Kondisi tersebut memicu terjadinya konflik pemanfaatan sumber daya perairan pesisir dan perikanan, dan diprediksi akan terus meningkat di masa mendatang. Kecuali, UU No.7/2016 bisa diterapkan dengan maksimal.
UU tersebut seharusnya bisa menjamin nelayan untuk mendapatkan perlindungan, hak akses, dan ruang penghidupan yang mencakup wilayah/zona menangkap ikan atau budi daya ikan, tempat melabuhkan kapal perikanan, tempat tinggal bagi nelayan kecil dan tradisional, pembudidaya ikan kecil, dan petambak garam kecil.
“Salah satunya, (karena) tidak ada Peraturan Pemerintah yang menjadi turunan dari UU No.7/2016 yang menjadi panduan juga untuk Pemerintah Provinsi dan Kabupaten/Kota untuk menerapkannya,” tegasnya.
baca juga : Nasib Abu-abu Nelayan Tradisional dan Kecil

Isu Krusial
Alasan keempat, tim Percepatan Reformasi Hukum di Indonesia secara jelas dan tegas sudah mengabaikan isu-isu krusial terkait dengan pengelolaan sumber daya pesisir dan pantai serta pulau kecil.
Contoh nyata itu ada pada Pasal 72 UU No.26/2007 tentang Penataan Ruang, dan perubahan Pasal 26A UU Pesisir dalam Peraturan Pemerintah Pengganti Undang-Undang (Perppu) No.2/2022 tentang Cipta Kerja.
UU Pesisir yang dimaksud, adalah UU No.1/2014 tentang Perubahan atas Undang-Undang No.27/2007 tentang Pengelolaan Wilayah Pesisir dan Pulau-Pulau Kecil. UU ini diundangkan 15 Januari 2014 atau sembilan tahun yang lalu.
Kedua pasal dalam dua aturan yang berbeda itu, menunjukkan kecenderungan Pemerintah untuk memberikan kemudahan investasi di wilayah pesisir dan pulau kecil, yang bisa mengancam keberlanjutan sumber daya tersebut.
Sikap yang diperlihatkan Pemerintah tersebut, menjelaskan bahwa kegiatan yang dinilai sebagai bentuk perilaku pidana oleh seseorang atau sekelompok pihak tertentu, secara afirmasi kemudian diakui sebagai perilaku yang biasa dan tidak mengancam.
● ● ● ● ●
▶ INSTRUKSI
A – Menurut teks tentang hukum pesisir di atas, kapan UU No.1/2014 diundangkan?
B – Lanjutkan teks tentang hukum pesisir di atas, mulai setelah kalimat terakhirnya.

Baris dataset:
● ● ● ● ●
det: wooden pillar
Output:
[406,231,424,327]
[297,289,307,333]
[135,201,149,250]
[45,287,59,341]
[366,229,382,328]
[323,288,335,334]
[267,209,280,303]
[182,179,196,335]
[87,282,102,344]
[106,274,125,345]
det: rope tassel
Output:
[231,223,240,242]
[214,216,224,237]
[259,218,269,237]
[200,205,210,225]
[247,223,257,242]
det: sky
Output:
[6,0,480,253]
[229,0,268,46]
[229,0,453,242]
● ● ● ● ●
▶ JAWABAN TUGAS
A – 15 Januari 2014.

B –
Bagi Marthin Hadiwinata, deregulasi itu menunjukkan perhatian pemerintahan Presiden Joko Widodo yang mendorong investasi atas wilayah dan sumber daya pesisir dan pulau-pulau kecil. Tujuannya, agar barang milik publik dapat diprivatisasi untuk kepentingan investasi di pesisir pantai.
Alasan kelima kenapa tim masih mengabaikan isu dari kelautan dan perikanan, adalah karena adanya indikasi dorongan untuk memprivatisasi sumber daya pesisir dan pulau-pulau kecil melalui skema hak atas tanah di wilayah perairan pesisir.
“Pemberian hak tersebut serupa dengan hak pengusahaan perairan pesisir yang sebelumnya dibatalkan oleh Mahkamah Konstitusi,” terang dia.
baca juga : Pulau Kecil Memiliki Biodiversitas Tinggi Sekaligus Kerentanan Tinggi

Ia menilai, pemberian hak tidak boleh dilakukan hanya berdasarkan kepada Pasal 65 ayat 920 Peraturan Pemerintah No.18/2021 tentang Hak Pengelolaan, Hak Atas Tanah, Satuan Rumah Susun, dan Pendaftaran Tanah.
Lebih dari itu, jika tujuannya adalah untuk melindungi masyarakat adat, maka seharusnya pemberian hak dengan merujuk kepada UU. Upaya tersebut dilakukan dengan pendekatan yang berorientasi pada hak komunal, bukan hak privat individual yang dapat mengarah pada pendekatan pasar atas hak tersebut.
Walau demikian, Marthin Hadiwinata tetap mengapresiasi kinerja yang sudah diperlihatkan Tim Percepatan Reformasi Hukum selama tiga bulan bekerja dari tujuh bulan rencana kerja. Waktu tersebut dinilai singkat, namun bisa dimaksimalkan oleh tim.
Namun, dia menilai kalau Pemerintah bisa juga fokus untuk mengangkat isu-isu kekinian yang sedang terjadi pada sektor kelautan dan perikanan. Utamanya, karena Negara memiliki kewajiban untuk melindungi kekayaan alamnya dan rakyat yang bergantung pada sumber daya tersebut.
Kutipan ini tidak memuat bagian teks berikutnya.